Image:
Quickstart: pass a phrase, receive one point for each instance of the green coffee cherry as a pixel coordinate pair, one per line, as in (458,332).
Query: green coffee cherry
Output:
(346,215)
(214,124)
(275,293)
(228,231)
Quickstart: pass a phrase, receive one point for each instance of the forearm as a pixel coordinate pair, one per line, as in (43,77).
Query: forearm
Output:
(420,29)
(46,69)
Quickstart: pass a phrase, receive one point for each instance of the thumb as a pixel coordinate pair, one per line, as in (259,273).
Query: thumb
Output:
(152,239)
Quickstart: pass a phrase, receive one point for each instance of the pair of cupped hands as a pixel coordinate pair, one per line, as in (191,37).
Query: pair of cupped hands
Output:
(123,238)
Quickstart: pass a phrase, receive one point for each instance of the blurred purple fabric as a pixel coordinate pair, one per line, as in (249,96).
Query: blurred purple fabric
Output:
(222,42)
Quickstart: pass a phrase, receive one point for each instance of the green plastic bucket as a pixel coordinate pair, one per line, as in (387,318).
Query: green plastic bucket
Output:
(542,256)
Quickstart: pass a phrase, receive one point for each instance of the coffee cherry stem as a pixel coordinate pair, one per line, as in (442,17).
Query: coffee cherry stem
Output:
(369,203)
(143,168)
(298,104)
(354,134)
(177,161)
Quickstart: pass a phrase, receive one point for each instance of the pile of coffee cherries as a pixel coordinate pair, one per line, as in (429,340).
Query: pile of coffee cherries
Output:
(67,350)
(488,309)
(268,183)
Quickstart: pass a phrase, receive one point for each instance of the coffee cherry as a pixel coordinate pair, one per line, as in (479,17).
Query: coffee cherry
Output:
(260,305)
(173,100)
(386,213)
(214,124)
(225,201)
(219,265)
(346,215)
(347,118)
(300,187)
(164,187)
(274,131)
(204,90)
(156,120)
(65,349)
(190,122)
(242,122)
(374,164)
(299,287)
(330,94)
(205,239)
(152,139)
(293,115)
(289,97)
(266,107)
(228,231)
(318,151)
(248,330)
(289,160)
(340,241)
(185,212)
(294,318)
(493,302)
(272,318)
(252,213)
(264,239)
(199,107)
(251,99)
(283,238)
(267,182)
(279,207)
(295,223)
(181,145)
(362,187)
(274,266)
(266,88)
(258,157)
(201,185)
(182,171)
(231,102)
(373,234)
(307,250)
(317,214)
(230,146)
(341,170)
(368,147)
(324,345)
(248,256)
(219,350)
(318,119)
****************
*Instructions to follow*: Copy the records again, starting at the line that contains "as in (429,340)." and continuing through the end of the records, with every "Query" changed to "Search term" and nothing else altered.

*Answer*:
Quickstart: pass a phrase, receive one point for each instance of the pile of coffee cherries as a pixel coordinate pair, one per line, as in (429,340).
Search term: pile of coffee cherries
Output:
(67,350)
(488,309)
(268,183)
Quickstart: pass a phrase, receive one point for each instance of the coffee cherry as a pixel coordinate pair, one per line, as in (479,17).
Search term: coffee cherry
Output:
(260,305)
(173,100)
(386,213)
(214,124)
(225,201)
(219,265)
(346,215)
(347,118)
(300,187)
(164,187)
(274,131)
(204,90)
(156,120)
(65,349)
(190,122)
(242,122)
(374,164)
(299,287)
(330,94)
(205,239)
(152,139)
(293,115)
(289,97)
(266,107)
(228,231)
(318,151)
(248,330)
(289,160)
(340,241)
(185,212)
(294,318)
(493,302)
(272,318)
(252,213)
(264,239)
(199,107)
(251,99)
(283,238)
(267,182)
(279,207)
(295,223)
(181,145)
(362,187)
(274,266)
(266,88)
(258,157)
(201,185)
(182,171)
(231,102)
(373,234)
(307,250)
(317,214)
(230,146)
(341,170)
(368,147)
(324,345)
(248,256)
(219,350)
(318,119)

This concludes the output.